== Segment start ==

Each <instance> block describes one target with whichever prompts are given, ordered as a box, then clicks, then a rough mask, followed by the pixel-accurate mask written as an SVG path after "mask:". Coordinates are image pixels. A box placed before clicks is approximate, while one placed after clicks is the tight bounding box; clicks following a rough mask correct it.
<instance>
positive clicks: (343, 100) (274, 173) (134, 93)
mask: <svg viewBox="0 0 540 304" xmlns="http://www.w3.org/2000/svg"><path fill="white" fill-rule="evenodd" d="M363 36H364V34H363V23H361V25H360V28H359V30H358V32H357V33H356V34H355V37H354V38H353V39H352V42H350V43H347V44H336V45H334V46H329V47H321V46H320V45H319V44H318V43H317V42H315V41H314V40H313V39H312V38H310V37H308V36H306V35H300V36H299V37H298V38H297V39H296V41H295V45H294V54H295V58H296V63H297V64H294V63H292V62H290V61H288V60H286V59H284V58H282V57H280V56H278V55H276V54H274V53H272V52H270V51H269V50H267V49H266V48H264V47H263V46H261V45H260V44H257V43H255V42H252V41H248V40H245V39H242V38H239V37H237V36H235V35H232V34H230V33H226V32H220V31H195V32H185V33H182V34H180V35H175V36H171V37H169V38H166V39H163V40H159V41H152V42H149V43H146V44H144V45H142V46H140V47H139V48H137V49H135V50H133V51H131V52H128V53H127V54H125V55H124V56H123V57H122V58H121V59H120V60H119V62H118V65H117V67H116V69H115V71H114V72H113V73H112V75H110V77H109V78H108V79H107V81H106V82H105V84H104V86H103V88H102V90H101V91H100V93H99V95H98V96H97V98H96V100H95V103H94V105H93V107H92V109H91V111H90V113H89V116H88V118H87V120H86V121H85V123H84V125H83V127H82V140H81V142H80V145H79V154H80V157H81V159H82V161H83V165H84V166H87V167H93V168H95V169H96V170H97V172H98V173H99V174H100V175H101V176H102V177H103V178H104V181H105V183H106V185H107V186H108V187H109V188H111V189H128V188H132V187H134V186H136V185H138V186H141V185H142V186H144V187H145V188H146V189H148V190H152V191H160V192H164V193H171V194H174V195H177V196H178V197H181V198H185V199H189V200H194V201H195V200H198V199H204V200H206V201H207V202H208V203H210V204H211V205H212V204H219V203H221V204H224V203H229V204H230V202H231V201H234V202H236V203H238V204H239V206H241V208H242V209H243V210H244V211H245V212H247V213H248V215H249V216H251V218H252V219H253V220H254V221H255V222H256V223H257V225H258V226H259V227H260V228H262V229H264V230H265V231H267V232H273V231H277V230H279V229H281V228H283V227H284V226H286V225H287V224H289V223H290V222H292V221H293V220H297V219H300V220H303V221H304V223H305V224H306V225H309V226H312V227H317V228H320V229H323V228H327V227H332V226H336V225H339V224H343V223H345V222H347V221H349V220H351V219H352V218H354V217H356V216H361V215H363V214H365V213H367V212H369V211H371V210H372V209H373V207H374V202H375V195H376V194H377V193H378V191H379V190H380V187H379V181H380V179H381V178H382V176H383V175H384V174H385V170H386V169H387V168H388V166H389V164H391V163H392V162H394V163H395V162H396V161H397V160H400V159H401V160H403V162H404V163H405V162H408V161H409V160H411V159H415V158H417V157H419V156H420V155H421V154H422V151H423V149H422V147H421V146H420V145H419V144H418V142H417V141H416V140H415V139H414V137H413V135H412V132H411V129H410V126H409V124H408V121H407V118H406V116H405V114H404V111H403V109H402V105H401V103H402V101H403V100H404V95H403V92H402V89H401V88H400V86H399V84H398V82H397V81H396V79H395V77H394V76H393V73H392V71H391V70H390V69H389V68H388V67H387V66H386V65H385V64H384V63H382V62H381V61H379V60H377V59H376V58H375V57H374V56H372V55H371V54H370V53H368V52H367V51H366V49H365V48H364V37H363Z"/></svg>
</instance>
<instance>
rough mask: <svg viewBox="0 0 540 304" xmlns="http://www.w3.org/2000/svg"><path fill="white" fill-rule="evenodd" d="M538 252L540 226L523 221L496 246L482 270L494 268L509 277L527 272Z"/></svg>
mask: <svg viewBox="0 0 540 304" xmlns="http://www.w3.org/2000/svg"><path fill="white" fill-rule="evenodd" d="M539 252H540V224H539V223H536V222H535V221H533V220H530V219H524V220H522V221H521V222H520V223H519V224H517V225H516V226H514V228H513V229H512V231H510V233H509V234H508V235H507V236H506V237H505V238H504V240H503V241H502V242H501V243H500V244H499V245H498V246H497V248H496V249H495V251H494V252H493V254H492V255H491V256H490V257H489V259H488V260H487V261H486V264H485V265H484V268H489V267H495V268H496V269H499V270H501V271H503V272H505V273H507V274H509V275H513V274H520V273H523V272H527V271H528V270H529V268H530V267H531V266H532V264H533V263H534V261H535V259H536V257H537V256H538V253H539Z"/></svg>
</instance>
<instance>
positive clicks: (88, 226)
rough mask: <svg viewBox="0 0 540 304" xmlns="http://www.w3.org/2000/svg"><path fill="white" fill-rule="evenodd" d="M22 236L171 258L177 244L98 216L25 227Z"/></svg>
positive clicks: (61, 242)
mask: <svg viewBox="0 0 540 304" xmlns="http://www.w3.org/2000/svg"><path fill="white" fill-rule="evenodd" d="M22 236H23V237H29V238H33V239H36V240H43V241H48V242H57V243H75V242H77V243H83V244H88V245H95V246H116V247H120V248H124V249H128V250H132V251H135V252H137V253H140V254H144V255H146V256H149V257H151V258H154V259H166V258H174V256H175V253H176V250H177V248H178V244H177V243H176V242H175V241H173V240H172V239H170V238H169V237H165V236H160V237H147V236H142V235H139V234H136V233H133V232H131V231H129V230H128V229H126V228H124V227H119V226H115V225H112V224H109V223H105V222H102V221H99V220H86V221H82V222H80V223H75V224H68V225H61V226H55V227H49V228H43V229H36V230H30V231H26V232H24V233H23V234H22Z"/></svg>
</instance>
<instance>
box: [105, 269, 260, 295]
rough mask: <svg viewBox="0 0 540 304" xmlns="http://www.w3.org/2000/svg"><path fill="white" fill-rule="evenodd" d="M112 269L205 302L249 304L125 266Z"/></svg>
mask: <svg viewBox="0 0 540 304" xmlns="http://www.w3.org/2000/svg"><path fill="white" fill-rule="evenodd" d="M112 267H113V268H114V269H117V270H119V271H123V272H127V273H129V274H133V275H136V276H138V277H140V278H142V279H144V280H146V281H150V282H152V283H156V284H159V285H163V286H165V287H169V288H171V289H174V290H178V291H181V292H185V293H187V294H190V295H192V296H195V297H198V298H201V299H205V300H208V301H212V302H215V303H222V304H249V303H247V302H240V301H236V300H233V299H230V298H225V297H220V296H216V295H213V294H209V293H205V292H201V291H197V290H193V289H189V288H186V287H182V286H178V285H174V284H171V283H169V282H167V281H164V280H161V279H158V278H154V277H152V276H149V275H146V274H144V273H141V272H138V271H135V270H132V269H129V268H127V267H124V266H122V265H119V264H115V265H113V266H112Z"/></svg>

== Segment end ==
== Segment start ==

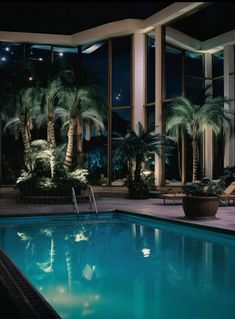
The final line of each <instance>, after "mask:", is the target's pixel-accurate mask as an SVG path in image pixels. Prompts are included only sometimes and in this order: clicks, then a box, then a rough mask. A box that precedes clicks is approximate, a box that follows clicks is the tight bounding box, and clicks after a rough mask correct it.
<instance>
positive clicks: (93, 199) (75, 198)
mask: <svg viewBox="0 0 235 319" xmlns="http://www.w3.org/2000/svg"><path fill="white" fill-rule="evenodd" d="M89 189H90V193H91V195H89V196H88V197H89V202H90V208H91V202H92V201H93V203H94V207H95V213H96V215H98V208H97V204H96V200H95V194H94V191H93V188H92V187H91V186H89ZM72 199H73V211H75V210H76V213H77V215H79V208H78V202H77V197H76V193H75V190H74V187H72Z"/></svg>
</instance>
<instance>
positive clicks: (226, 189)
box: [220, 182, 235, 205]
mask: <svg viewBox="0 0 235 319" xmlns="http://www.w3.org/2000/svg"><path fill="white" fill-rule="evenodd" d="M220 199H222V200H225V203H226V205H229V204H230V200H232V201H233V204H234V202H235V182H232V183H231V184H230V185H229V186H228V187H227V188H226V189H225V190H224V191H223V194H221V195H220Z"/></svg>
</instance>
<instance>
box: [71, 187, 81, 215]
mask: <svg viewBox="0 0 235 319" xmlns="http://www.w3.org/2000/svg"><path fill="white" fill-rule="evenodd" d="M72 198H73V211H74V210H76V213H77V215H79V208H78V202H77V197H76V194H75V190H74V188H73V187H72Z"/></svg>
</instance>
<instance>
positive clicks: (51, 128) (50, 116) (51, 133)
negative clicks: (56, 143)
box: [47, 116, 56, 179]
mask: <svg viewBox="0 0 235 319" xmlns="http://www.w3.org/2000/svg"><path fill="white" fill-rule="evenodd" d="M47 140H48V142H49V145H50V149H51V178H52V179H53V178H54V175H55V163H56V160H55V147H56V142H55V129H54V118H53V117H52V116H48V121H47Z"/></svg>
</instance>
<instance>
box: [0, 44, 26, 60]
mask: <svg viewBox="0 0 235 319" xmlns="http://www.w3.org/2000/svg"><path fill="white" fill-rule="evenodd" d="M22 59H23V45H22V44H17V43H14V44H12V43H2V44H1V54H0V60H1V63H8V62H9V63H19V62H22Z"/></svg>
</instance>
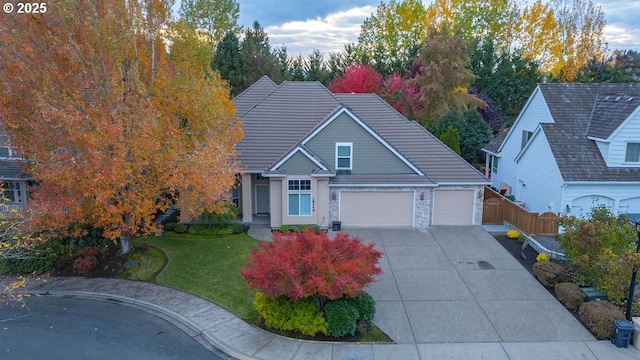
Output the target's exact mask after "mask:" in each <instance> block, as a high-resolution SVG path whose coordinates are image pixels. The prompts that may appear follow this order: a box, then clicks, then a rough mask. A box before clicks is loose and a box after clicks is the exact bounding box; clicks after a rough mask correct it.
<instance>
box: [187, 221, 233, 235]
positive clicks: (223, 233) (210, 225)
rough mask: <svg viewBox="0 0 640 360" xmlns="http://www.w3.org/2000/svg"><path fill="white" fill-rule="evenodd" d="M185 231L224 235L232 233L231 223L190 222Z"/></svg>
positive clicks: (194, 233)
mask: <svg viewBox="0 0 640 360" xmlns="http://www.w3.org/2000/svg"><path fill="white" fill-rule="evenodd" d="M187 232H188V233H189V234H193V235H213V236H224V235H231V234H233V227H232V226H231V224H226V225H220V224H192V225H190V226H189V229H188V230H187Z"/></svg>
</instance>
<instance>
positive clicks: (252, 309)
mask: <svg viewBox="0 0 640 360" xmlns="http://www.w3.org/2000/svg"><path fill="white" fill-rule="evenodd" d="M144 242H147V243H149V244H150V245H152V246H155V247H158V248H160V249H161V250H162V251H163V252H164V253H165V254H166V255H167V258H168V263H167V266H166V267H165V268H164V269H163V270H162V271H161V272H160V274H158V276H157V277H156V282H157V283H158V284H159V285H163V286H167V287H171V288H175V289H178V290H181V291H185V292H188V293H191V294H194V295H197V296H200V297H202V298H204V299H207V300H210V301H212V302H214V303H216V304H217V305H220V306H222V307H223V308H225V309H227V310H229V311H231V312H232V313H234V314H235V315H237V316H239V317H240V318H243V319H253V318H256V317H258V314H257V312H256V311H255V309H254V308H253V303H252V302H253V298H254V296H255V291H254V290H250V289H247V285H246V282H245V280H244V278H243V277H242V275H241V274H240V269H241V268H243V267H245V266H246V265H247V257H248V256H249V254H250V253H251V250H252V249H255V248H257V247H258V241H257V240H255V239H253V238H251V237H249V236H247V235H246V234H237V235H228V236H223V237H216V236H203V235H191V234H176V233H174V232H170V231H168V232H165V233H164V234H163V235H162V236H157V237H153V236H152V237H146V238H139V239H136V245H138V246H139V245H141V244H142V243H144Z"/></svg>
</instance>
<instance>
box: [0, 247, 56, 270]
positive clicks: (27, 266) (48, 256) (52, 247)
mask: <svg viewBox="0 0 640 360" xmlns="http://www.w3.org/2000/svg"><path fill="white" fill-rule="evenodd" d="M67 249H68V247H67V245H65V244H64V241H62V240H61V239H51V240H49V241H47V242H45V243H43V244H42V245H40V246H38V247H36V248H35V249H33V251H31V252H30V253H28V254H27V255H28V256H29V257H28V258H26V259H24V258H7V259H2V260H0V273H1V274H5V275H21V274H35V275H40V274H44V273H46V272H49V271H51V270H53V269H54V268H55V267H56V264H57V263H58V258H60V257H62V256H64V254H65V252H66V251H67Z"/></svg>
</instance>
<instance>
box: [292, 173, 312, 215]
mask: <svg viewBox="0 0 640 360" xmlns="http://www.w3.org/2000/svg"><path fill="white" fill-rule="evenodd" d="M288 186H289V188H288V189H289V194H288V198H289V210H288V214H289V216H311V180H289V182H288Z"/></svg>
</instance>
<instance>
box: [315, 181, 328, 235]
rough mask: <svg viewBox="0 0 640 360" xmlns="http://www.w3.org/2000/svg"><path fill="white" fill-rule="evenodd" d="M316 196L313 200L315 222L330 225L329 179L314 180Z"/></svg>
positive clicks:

== Segment end ==

* [Goal of the exercise] Show each line above that contains the string "pixels", with case counting in the match.

* [Written answer]
Each <instance> block describes one target with whichever prompts are given, ordered as a box, then clicks, then a rough mask, followed by the pixel-accurate mask written as an SVG path after "mask:". Coordinates are image pixels. A box placed before clicks is approximate, while one placed after clicks is the tight bounding box; clicks following a rough mask correct it.
The final line of each <instance>, after "mask:", is the target's pixel-accurate mask as an SVG path in image pixels. Prompts are included only sometimes and in this order: clicks, then a box, then a rough mask. A box that precedes clicks is approximate, a box that follows clicks is the tight bounding box, and clicks after a rough mask correct it.
Output the target's exact mask after "mask:" in each <instance> block, as a high-resolution SVG path whose coordinates are image pixels. The prompts that may appear follow this order: a box, then clicks, then a rough mask. A box before clicks is loose and a box after clicks is the exact bounding box; clicks after a rough mask correct it.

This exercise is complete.